VI. À Consultoria Jurídica da União Especializada Virtual de Patrimônio (e-CJU/PATRIMÔNIO) incumbe orientar os órgãos e autoridades assessorados, quando for o caso, quanto à forma pela qual devem ser cumpridas decisões judiciais que as unidades da Procuradoria-Geral da União (PGU) entendam prontamente exequíveis. Artigo 2º, inciso V (parte final), do seu regimento interno, aprovado pela Portaria E-CJU/PATRIMÔNIO/AGU 1, de 20 de julho de 2020, publicada no Suplementos "B" do Boletim de Serviço Eletrônico (BSE) nº 30, de 30 de julho de 2020.
VII. Necessidade de exaurimento, no âmbito administrativo, da questão referente à transferência do imóvel quitado e vendido pela RFFSA.
VIII. Adoção das providências administrativas necessárias para a localização da contratante originária ou identificação de herdeiro ou sucessor autorizado. Publicação de EDITAL DE NOTIFICAÇÃO para interessado certo não localizado.

PEDIDO ESCRITO A: Liste todas as siglas que aparecem entre parênteses no trecho citado.
PEDIDO ESCRITO B: Resuma o trecho citado em duas frases.
Baseie-se somente no trecho citado.

(Entradas de rotulagem para segmentação)
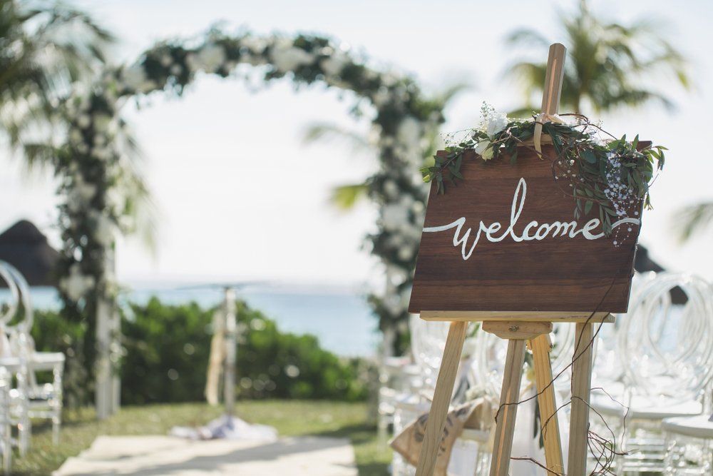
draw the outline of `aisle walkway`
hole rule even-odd
[[[356,476],[345,438],[299,437],[270,443],[168,436],[101,436],[55,476]]]

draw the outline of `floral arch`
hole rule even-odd
[[[264,69],[266,82],[287,77],[296,86],[321,83],[354,91],[355,112],[362,103],[373,105],[380,167],[369,180],[368,195],[380,213],[378,231],[368,241],[386,266],[388,283],[370,302],[382,330],[403,328],[426,193],[419,168],[442,122],[440,106],[425,100],[413,81],[371,69],[327,38],[230,36],[215,29],[198,42],[159,43],[135,64],[108,69],[88,91],[66,101],[68,139],[56,164],[59,193],[66,197],[59,206],[65,312],[91,330],[91,316],[116,295],[110,263],[114,238],[135,227],[130,217],[143,185],[125,153],[121,106],[155,91],[180,95],[198,73],[236,76],[241,64]]]

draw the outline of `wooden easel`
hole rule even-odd
[[[556,114],[560,102],[564,61],[564,46],[550,46],[542,111]],[[535,142],[542,126],[536,125]],[[539,148],[539,145],[537,145]],[[496,426],[491,476],[508,476],[515,432],[526,343],[532,350],[535,383],[539,396],[540,424],[545,455],[550,475],[585,476],[589,427],[589,399],[592,375],[593,324],[613,322],[608,313],[544,313],[483,311],[421,311],[425,320],[451,321],[446,348],[436,383],[433,403],[426,425],[416,476],[431,476],[451,402],[458,364],[468,322],[482,322],[482,330],[508,340],[508,354],[501,392],[500,409]],[[563,462],[561,441],[556,415],[554,387],[550,360],[549,333],[553,323],[575,323],[575,362],[572,368],[572,410],[570,421],[569,457],[566,472]]]

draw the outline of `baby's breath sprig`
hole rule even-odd
[[[514,164],[518,146],[524,146],[550,161],[555,181],[575,198],[575,218],[598,208],[607,235],[612,232],[612,223],[640,218],[642,204],[651,208],[649,187],[654,173],[663,168],[665,147],[640,144],[638,136],[632,141],[626,136],[617,138],[584,116],[563,114],[543,123],[543,135],[552,139],[553,157],[537,151],[528,142],[534,133],[534,118],[508,119],[487,105],[481,112],[483,119],[478,128],[461,134],[464,138],[456,143],[447,144],[444,153],[436,155],[432,165],[421,169],[425,181],[436,181],[439,193],[445,193],[446,183],[455,185],[463,179],[461,167],[466,151],[474,151],[483,161],[508,157]],[[602,140],[602,136],[607,138]]]

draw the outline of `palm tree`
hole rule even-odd
[[[562,41],[569,58],[565,65],[562,109],[575,113],[605,113],[617,108],[640,107],[658,102],[672,108],[672,101],[650,88],[651,79],[667,76],[684,88],[691,87],[683,56],[661,36],[665,26],[648,19],[629,26],[595,16],[585,0],[574,15],[560,14]],[[535,47],[541,54],[552,41],[534,30],[513,31],[509,44]],[[525,105],[513,114],[530,115],[539,110],[546,63],[520,61],[506,76],[523,86]]]
[[[113,39],[58,1],[0,0],[0,133],[29,163],[51,158],[48,126],[61,98],[100,71]]]

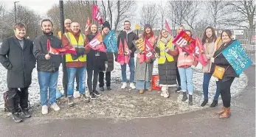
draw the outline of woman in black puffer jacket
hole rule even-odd
[[[90,42],[97,34],[96,24],[91,24],[90,27],[90,32],[86,35],[86,38]],[[87,85],[90,92],[91,99],[96,99],[95,96],[101,94],[96,91],[97,84],[98,82],[99,71],[105,71],[105,64],[107,63],[107,55],[103,52],[98,52],[91,49],[87,54]],[[93,84],[91,84],[92,74],[94,75]],[[91,87],[93,85],[93,87]]]

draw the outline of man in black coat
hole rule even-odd
[[[8,109],[14,121],[20,122],[22,117],[19,114],[18,104],[21,113],[27,118],[31,116],[28,112],[28,88],[31,84],[32,71],[35,66],[35,58],[32,53],[32,41],[24,38],[24,24],[15,24],[14,32],[15,36],[5,40],[0,48],[0,62],[7,69]]]

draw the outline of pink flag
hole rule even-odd
[[[168,23],[166,20],[165,20],[165,29],[168,31],[170,34],[171,33],[172,31],[170,30]]]
[[[208,63],[204,54],[204,48],[198,38],[196,38],[195,57],[203,66],[206,66]]]
[[[100,24],[103,24],[103,18],[100,13],[99,8],[93,4],[92,7],[92,18],[99,22]]]

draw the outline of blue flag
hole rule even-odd
[[[238,41],[234,41],[229,46],[222,51],[222,54],[238,75],[252,64],[252,60]]]
[[[117,41],[114,29],[110,31],[108,35],[105,36],[103,42],[106,46],[107,52],[113,53],[117,52]]]

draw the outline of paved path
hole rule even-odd
[[[42,119],[15,124],[0,119],[0,136],[255,136],[255,68],[246,71],[248,86],[232,99],[232,116],[220,119],[216,108],[160,118],[114,119]],[[124,108],[125,109],[125,108]]]

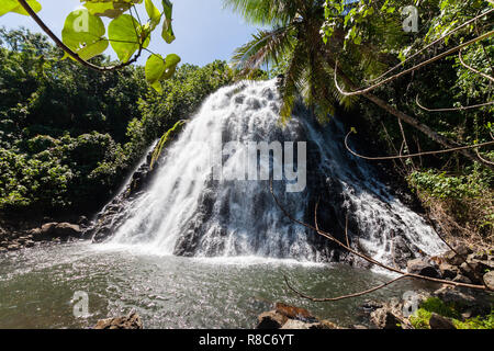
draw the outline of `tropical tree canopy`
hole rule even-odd
[[[80,0],[83,8],[69,13],[65,20],[61,41],[36,15],[42,10],[37,0],[2,0],[0,16],[9,12],[31,15],[40,26],[64,49],[64,58],[101,71],[114,70],[137,60],[143,52],[148,52],[146,63],[147,82],[161,90],[161,81],[176,71],[180,57],[169,54],[166,57],[148,49],[151,34],[161,25],[161,38],[170,44],[175,41],[171,25],[173,5],[161,0],[162,10],[153,0]],[[145,7],[148,19],[142,21],[136,7]],[[103,18],[110,19],[108,27]],[[161,24],[162,23],[162,24]],[[120,63],[115,66],[98,66],[88,60],[101,55],[111,47]]]

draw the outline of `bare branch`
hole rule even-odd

RESULTADO DO EXERCÍCIO A: e-CJU/PATRIMÔNIO, PGU, BSE

RESULTADO DO EXERCÍCIO B: Cabe à e-CJU/PATRIMÔNIO orientar os órgãos e autoridades assessorados sobre a forma de cumprir decisões judiciais que as unidades da PGU entendam prontamente exequíveis, conforme seu regimento interno. O trecho também aponta a necessidade de esgotar, no âmbito administrativo, a questão da transferência do imóvel quitado e vendido pela RFFSA e de adotar providências para localizar a contratante originária ou identificar herdeiro ou sucessor autorizado, com a publicação de edital de notificação.